**Selected text**:
☆ ☆ ☆ ☆ ☆ ☆ ☆

In only a few places is Dante (the character) actually sort of threatened by all the terrible demons he confronts. Mostly, he just kind of walks past. It’s like Dante (the real-life poet) was intuiting the interstices between a travelogue and an epic quest. Here, by walking past Satan and describing him, but never interacting, he falls back into travelogue. Here’s the difference: a travelogue is boring your neighbors with a two-hour slideshow of your trip to the Death Star; an epic quest is blowing it up before it blows your planet.

Granted, given that this is Satan, the character Dante isn’t going to do jack squat to Satan. On a literal, moral, or anagogic level, he obviously can’t. That’s a tough problem with the rubric Dante’s set up for himself. But Satan could at least interact with him so that it’s not also a dramatic failure. Satan could lie. Try to destroy him.

In Christian scripture, Satan’s a devouring lion, forever seeking to kill and destroy. Here he’s a fat kid gnawing on popsicles. Why not have Dante (the character) momentarily believe Satan’s lies? So much of fiction reaches its climax when there’s a symbolic or literal death. Here, in a story about everything in the universe, there’s nothing like that? Why not have Dante barely escape, rattled and fundamentally changed by his own encounter with ultimate evil?
Instead, it’s more like, “And this is another interesting thing we saw. Scary, huh?” This is viewing the T-Rex in Jurassic Park, if it never gets out of its enclosure. You tap on the glass and it roars, and you go home to a nice steak.

Missed opportunity, bro. You coulda been a contender. You coulda been somebody.

☆ ☆ ☆ ☆ ☆ ☆ ☆

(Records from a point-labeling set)
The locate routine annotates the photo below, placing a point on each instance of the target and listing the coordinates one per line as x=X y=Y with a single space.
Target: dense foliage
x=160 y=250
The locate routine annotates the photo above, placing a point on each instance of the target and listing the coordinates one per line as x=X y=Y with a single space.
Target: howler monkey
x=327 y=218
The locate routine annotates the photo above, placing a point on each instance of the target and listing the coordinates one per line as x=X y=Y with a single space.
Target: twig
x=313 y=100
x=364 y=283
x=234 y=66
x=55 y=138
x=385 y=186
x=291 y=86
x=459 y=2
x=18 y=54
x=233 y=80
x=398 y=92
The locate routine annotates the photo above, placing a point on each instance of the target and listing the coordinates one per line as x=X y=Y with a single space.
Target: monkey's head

☆ ☆ ☆ ☆ ☆ ☆ ☆

**What you need to do**:
1/ Translate this sentence from the Dante essay into Spanish: "In Christian scripture, Satan’s a devouring lion, forever seeking to kill and destroy."
2/ Start at the first line of the entries and stop after the line that contains "x=160 y=250". Reproduce only those lines, request included, and increase every coordinate by 11.
The Dante essay and the entries come from unrelated sources.

**Solutions to the tasks**:
1/ En las Escrituras cristianas, Satanás es un león devorador que busca siempre matar y destruir.

2/
The locate routine annotates the photo below, placing a point on each instance of the target and listing the coordinates one per line as x=X y=Y with a single space.
Target: dense foliage
x=171 y=261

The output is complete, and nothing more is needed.